EXERCISE DESCRIPTION.
Report every line of the records that includes the word "below".
----- TASK MATERIAL
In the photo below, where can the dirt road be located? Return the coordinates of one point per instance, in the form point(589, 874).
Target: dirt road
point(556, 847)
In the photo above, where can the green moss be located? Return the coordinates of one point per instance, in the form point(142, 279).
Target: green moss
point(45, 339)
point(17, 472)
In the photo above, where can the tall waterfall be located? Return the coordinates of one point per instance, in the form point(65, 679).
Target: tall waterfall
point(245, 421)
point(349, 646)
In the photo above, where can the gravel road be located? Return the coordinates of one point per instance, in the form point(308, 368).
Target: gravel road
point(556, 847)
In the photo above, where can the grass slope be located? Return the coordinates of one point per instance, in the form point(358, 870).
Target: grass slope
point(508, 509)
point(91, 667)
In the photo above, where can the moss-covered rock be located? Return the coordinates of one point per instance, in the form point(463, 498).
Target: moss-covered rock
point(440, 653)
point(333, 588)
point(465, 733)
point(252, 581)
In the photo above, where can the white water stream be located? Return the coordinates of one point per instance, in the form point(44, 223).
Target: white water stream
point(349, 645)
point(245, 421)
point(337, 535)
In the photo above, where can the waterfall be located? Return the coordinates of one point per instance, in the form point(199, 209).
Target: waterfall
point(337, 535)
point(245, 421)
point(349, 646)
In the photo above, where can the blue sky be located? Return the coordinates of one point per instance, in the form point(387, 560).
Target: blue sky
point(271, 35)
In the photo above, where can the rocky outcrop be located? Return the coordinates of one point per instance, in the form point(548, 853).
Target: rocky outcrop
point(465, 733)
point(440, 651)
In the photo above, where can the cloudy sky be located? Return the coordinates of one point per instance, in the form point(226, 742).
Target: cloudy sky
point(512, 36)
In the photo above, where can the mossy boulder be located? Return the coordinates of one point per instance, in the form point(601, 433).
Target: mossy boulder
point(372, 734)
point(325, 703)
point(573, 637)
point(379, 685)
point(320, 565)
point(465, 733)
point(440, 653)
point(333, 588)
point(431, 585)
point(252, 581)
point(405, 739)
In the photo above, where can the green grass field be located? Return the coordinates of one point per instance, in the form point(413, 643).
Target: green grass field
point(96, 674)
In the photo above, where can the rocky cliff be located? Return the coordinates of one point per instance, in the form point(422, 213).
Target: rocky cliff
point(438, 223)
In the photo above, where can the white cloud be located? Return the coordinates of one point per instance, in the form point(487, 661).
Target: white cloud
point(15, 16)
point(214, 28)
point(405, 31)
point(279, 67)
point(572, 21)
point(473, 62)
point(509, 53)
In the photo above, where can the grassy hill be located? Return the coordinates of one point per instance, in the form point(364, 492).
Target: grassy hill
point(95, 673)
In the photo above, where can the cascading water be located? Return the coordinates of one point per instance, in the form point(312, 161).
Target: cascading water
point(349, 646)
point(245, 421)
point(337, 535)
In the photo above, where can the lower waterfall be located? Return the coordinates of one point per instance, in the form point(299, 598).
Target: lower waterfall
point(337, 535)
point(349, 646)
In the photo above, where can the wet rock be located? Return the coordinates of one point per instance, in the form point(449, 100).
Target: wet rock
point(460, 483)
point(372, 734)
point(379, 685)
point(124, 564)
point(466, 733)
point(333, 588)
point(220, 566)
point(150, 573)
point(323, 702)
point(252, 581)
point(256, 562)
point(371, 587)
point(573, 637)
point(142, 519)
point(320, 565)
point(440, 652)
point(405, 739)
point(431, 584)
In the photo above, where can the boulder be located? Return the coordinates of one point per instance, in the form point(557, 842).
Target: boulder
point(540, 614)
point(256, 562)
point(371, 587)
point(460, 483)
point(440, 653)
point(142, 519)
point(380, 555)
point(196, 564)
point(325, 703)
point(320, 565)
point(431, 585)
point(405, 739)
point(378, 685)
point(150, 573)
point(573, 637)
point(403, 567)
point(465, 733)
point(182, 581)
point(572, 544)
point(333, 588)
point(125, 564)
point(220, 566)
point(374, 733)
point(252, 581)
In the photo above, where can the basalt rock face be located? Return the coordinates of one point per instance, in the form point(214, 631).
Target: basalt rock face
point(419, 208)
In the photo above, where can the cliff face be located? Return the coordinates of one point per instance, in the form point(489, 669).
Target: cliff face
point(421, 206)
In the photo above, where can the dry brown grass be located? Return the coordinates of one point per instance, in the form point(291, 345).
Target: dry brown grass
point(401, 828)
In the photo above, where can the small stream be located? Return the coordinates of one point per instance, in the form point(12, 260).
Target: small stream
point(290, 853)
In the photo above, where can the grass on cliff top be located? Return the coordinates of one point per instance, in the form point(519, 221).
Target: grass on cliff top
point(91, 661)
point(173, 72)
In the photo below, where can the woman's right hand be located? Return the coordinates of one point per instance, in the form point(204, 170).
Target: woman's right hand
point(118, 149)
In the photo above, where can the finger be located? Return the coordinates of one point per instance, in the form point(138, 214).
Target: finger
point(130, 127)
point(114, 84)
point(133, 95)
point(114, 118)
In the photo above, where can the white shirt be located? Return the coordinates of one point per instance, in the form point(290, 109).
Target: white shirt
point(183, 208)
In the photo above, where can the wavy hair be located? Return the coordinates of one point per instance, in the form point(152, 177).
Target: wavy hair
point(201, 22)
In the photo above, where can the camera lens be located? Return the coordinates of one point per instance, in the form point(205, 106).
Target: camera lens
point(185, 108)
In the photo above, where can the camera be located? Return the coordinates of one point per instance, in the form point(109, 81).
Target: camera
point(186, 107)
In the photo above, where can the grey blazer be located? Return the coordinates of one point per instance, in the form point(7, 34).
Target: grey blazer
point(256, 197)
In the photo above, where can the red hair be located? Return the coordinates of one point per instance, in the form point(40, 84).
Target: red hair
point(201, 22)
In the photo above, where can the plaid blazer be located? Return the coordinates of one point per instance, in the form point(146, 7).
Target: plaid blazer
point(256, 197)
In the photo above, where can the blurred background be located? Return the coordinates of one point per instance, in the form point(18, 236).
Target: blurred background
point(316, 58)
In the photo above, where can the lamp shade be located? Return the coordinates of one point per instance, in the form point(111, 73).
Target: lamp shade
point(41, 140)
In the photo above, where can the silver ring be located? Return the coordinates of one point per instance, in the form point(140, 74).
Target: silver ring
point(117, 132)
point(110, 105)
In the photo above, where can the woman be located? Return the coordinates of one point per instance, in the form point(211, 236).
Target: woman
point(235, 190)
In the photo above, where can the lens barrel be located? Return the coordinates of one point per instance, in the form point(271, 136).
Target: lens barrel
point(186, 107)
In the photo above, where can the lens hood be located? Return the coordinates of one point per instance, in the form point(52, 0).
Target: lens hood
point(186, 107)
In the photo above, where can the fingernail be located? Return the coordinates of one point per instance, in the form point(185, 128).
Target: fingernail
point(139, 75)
----------
EXPECTED ANSWER.
In the photo below, where can the dirt road be located? Return the coordinates of one point per instance, in the form point(589, 874).
In the photo below, where can the woman's right hand be located? Return the coordinates of one point per instance, in the form point(204, 170).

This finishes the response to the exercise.